In the excerpt on COVID-19 tweet collection, what directory path does the code read the CSV files from?

* _Extracted text_:
====================

When collecting COVID-19-related tweets, the publisher used these hashtags: 
- #coronavirus 
- #coronavirusoutbreak
- #coronavirusPandemic, 
- #covid19
- #covid_19
- #epitwitter
- #ihavecorona
- #StayHomeStaySafe
- #TestTraceIsolate

In [2]:
path = 'data/shane_smith'

# create a list of all the CSV files from Shane Smith
all_files = [file for file in listdir(path)]
all_files = sorted(all_files) # sort by date

# store 
df_list = []

# tweets = pd.DataFrame()
for filename in all_files:
    # just to show progress
    print(f'reading in {filename}')
    df_temp = pd.read_csv(f'data/shane_smith/{filename}', index_col=None, header=0)
    # df = pd.concat([df, df_temp], axis=0, ignore_index=True)
    df_list.append(df_temp)
    print(f'appended dataframe of {filename} to df_list')
    
tweets = pd.concat(df_list, axis=0, ignore_index=True)

====================

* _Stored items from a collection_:
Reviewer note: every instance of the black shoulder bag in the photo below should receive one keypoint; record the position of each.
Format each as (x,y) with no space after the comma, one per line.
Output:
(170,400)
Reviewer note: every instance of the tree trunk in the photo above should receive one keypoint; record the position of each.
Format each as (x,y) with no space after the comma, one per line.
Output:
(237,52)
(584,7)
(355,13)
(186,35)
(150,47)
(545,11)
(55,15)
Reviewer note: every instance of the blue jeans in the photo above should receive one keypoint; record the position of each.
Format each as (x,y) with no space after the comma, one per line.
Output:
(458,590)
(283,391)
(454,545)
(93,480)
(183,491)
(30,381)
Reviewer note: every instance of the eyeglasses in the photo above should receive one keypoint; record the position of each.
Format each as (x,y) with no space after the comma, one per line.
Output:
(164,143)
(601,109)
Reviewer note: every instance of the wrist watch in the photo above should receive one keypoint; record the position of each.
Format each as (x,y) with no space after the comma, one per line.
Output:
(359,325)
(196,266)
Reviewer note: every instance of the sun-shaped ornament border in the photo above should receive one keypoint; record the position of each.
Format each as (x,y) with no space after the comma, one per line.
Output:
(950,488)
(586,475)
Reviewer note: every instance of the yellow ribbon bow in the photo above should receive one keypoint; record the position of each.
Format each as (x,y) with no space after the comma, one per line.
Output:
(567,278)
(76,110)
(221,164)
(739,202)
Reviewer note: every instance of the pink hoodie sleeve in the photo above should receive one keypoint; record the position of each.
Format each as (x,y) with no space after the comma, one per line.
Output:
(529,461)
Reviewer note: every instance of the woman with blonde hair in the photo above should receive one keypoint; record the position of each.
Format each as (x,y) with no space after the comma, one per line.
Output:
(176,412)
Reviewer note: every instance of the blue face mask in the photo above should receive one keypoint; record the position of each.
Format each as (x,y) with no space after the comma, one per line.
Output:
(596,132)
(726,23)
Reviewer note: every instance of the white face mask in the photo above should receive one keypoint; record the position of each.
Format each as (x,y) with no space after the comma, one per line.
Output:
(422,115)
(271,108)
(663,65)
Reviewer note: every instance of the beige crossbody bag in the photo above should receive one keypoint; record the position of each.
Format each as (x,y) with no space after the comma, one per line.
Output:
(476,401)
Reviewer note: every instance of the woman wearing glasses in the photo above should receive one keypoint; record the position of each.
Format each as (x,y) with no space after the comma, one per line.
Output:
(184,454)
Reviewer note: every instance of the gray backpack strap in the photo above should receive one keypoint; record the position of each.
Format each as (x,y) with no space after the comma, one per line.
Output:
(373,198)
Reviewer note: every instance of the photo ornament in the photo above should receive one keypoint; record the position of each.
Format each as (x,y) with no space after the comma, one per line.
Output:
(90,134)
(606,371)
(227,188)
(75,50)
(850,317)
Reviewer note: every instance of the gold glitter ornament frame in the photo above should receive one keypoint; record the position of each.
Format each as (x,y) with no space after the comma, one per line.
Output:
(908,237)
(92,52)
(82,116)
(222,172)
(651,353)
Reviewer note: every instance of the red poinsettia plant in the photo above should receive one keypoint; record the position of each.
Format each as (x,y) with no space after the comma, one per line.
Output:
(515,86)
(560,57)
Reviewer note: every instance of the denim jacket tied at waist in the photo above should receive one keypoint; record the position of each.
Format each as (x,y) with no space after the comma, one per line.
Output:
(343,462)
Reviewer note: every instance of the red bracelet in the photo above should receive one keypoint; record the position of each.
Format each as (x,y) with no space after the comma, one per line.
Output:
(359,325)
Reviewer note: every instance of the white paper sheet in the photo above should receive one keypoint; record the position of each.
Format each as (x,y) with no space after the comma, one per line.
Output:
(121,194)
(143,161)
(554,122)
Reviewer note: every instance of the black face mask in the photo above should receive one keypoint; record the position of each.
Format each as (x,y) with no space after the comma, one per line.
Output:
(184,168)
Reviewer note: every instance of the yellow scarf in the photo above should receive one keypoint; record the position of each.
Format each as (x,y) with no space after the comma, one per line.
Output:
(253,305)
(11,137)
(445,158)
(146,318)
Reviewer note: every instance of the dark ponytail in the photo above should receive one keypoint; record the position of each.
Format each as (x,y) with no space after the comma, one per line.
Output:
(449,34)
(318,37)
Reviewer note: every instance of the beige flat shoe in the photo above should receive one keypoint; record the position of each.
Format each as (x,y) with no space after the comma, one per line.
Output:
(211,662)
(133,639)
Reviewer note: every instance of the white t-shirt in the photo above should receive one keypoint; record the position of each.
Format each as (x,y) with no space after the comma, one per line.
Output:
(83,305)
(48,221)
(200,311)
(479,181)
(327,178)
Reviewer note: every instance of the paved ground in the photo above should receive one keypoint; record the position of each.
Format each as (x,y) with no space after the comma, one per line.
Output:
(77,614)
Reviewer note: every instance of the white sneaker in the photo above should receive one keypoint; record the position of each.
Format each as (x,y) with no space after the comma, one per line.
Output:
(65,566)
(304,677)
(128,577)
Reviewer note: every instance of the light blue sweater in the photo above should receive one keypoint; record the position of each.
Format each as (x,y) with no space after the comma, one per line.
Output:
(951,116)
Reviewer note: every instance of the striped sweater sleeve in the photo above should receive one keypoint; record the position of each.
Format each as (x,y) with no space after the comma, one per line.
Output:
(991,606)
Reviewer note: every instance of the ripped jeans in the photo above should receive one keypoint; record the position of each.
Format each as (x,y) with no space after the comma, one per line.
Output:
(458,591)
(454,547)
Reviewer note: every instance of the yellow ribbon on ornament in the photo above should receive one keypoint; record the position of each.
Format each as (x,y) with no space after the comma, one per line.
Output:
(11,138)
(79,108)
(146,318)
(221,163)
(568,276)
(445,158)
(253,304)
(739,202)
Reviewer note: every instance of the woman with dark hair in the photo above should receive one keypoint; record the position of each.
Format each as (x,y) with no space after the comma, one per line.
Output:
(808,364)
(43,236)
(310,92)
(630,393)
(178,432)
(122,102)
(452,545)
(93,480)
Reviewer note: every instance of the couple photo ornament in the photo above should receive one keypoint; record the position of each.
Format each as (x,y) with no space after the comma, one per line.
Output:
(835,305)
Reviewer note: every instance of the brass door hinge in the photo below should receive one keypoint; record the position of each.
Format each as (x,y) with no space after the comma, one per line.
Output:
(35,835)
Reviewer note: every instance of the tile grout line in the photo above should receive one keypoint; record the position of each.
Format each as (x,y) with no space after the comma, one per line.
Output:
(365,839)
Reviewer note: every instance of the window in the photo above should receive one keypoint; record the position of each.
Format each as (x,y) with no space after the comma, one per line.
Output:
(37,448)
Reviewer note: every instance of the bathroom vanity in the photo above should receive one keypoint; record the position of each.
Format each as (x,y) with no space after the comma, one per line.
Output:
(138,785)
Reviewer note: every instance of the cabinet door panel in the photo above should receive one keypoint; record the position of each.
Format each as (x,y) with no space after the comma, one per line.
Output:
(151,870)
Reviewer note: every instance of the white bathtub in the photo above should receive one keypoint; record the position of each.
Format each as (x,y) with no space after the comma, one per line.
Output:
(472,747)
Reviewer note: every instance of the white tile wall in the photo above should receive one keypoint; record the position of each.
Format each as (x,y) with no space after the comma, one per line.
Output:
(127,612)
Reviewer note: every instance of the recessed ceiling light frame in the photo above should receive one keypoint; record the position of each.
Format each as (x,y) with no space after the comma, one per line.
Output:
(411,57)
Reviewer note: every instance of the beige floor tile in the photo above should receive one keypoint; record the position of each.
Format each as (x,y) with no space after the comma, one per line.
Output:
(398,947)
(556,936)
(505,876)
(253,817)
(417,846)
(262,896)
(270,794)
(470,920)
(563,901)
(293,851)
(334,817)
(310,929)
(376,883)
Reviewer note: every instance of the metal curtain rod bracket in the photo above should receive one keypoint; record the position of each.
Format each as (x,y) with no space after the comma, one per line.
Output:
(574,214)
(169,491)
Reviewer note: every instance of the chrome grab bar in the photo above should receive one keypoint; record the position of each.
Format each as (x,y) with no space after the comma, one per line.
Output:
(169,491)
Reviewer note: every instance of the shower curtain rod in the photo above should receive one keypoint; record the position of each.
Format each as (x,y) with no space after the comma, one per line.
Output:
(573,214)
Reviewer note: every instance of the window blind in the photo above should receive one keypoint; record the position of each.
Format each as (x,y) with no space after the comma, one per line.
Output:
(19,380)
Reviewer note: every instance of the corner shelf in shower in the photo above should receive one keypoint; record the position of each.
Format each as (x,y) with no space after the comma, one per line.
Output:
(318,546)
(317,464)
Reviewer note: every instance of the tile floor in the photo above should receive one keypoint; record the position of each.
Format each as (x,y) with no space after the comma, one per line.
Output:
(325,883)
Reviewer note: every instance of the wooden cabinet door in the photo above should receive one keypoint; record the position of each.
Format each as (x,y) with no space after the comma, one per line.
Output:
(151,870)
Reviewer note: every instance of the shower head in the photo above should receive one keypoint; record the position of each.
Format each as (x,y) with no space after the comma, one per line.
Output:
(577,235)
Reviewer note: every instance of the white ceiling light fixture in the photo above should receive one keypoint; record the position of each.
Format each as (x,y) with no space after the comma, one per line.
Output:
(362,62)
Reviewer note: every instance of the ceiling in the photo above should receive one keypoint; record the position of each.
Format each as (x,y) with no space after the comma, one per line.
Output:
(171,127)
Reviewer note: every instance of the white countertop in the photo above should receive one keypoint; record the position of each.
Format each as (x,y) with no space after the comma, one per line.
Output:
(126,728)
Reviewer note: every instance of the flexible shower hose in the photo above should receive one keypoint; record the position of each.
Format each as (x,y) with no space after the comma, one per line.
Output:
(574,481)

====================

* _The answer_:
data/shane_smith